[Lista de exercícios]:
(a) De acordo com o texto sobre os dias santificados, que nome se dava ao horário em que Jesus morreu crucificado?
(b) Copie, sem alterações, tudo o que vai da linha dos registros que contém "drop a dot on the kitchen in the photo above." até o fim dos registros, incluindo essa primeira linha.

[Trecho selecionado]:
Embora o Brasil seja um país laico, os chamados
dias santificados são considerados como feriados nacionais. Especificamente o
Natal e a Semana Santa. No meu tempo de criança, o período dedicado a lembrar
da paixão de Cristo era marcado pelo respeito dos cristãos. Na 6ª Feira Santa,
especialmente no horário tratado como as “3 horas da agonia” (o tempo em que
Jesus morreu crucificado) nossos pais exigiam um comportamento normativo em que
o próprio falar era em murmúrio. Guardávamos o silencio que seria a forma de
respeito ao Senhor morto. O Natal é que sempre foi marcado pelos presentes,
pela imagem do Papai Noel, mescla de culturas que eclipsavam o motivo básico,
que seria o nascimento de Cristo (uma data, enfim, escolhida pela Igreja posto
que historicamente é discutida). Basicamente a confraternização familiar. Penso
que dessa forma se festejava, sim, a vinda do Criador. Mas o que dizer da época
da Paixão? Um mínimo de respeito seria de se desejar. O tratamento dado agora,
como um feriado qualquer onde as pessoas procuram as praias ou as piscinas para
banhos divertidos supõe-se não revelarem a contrição pensando no Crucificado.

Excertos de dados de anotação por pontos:

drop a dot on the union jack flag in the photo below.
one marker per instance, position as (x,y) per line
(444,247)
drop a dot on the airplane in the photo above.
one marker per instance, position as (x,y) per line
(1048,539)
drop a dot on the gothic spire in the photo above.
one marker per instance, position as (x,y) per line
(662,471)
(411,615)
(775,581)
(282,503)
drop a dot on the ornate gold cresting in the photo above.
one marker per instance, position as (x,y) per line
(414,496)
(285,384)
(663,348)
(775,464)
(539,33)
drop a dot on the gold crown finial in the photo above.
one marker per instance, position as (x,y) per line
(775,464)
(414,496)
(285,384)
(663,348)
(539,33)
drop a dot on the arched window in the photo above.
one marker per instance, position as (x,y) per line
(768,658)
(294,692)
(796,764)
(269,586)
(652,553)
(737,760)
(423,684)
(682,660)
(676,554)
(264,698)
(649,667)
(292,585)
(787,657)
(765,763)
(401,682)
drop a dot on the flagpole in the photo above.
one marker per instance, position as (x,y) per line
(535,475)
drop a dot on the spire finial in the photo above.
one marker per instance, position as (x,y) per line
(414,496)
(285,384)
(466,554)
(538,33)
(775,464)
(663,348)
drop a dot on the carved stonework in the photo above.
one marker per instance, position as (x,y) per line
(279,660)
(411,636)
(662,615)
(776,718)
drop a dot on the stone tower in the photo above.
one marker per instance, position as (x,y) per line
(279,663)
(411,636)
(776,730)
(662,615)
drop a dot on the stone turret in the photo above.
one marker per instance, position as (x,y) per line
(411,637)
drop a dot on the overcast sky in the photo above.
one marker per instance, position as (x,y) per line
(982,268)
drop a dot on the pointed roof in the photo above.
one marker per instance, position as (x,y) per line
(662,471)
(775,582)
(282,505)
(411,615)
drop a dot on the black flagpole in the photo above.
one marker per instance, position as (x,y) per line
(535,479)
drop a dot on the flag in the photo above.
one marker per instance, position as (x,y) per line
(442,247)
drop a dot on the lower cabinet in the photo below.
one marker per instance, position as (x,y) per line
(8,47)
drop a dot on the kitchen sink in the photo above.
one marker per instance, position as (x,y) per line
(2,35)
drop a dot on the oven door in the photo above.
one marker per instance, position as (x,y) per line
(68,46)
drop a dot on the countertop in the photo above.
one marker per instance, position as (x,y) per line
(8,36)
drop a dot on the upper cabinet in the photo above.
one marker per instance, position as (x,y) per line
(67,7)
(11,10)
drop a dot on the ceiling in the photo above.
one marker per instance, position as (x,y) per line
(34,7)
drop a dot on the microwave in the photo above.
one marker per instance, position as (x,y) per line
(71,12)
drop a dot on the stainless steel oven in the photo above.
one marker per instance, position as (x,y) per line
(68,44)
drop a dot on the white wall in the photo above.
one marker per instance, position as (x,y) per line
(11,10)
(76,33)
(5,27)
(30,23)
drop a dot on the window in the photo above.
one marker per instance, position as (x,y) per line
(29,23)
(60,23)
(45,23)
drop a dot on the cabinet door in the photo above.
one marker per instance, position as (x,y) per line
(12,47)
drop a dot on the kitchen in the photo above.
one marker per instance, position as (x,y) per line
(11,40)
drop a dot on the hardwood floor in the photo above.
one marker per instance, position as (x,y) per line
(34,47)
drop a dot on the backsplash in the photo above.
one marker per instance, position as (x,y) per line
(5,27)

[Respostas das tarefas]:
(a) "3 horas da agonia".

(b)
drop a dot on the kitchen in the photo above.
one marker per instance, position as (x,y) per line
(11,40)
drop a dot on the hardwood floor in the photo above.
one marker per instance, position as (x,y) per line
(34,47)
drop a dot on the backsplash in the photo above.
one marker per instance, position as (x,y) per line
(5,27)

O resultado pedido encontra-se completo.